= Material shown =
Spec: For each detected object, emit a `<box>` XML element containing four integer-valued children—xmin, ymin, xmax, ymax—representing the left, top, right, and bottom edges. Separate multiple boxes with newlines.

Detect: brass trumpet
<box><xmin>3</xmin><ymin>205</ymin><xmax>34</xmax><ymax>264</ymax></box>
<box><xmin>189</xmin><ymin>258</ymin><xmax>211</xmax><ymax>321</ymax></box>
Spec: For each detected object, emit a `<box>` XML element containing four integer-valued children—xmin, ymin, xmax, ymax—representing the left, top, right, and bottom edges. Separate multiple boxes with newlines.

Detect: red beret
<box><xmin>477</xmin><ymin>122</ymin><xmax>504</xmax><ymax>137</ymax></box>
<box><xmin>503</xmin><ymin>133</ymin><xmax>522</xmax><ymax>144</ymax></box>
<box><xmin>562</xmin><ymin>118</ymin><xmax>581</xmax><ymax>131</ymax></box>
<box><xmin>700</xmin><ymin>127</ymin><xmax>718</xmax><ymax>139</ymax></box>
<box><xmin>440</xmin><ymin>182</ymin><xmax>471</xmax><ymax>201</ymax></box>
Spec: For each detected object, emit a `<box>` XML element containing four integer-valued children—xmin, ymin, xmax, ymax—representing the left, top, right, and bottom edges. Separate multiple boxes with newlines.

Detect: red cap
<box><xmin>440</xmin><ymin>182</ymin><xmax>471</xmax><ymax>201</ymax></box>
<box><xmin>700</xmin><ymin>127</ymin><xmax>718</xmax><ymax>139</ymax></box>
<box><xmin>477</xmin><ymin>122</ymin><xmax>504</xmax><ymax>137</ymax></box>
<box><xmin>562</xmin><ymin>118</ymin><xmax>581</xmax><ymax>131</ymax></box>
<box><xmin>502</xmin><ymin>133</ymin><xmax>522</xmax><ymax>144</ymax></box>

= What to produce =
Update the lines above so that every "newlines" reads "line breaks", and keep everything else the same.

= Output for this task =
Spec: For each detected object, emit a `<box>` XML element containing four integer-valued children—xmin, ymin, xmax, ymax—representing the left, top, right, and bottom edges. Separate multiple boxes with line breaks.

Detect: brass trumpet
<box><xmin>3</xmin><ymin>205</ymin><xmax>34</xmax><ymax>264</ymax></box>
<box><xmin>189</xmin><ymin>258</ymin><xmax>211</xmax><ymax>321</ymax></box>
Spec: For each detected object, emit a `<box>` XML element containing four integer-valued children—xmin, ymin, xmax, ymax—representing the left, top, right, and bottom edges. Separate multiple boxes with line breaks.

Detect: red beret
<box><xmin>477</xmin><ymin>122</ymin><xmax>504</xmax><ymax>137</ymax></box>
<box><xmin>503</xmin><ymin>133</ymin><xmax>522</xmax><ymax>144</ymax></box>
<box><xmin>562</xmin><ymin>118</ymin><xmax>581</xmax><ymax>131</ymax></box>
<box><xmin>700</xmin><ymin>127</ymin><xmax>718</xmax><ymax>139</ymax></box>
<box><xmin>440</xmin><ymin>182</ymin><xmax>471</xmax><ymax>201</ymax></box>
Spec: For each detected object, emit a `<box>` XML element containing four integer-valued children—xmin, ymin, xmax, ymax—representing the left, top, right, and bottom edges. Separate multiple boxes with line breaks.

Detect: red cap
<box><xmin>440</xmin><ymin>182</ymin><xmax>471</xmax><ymax>201</ymax></box>
<box><xmin>700</xmin><ymin>127</ymin><xmax>718</xmax><ymax>139</ymax></box>
<box><xmin>477</xmin><ymin>122</ymin><xmax>504</xmax><ymax>137</ymax></box>
<box><xmin>562</xmin><ymin>118</ymin><xmax>581</xmax><ymax>131</ymax></box>
<box><xmin>502</xmin><ymin>133</ymin><xmax>522</xmax><ymax>144</ymax></box>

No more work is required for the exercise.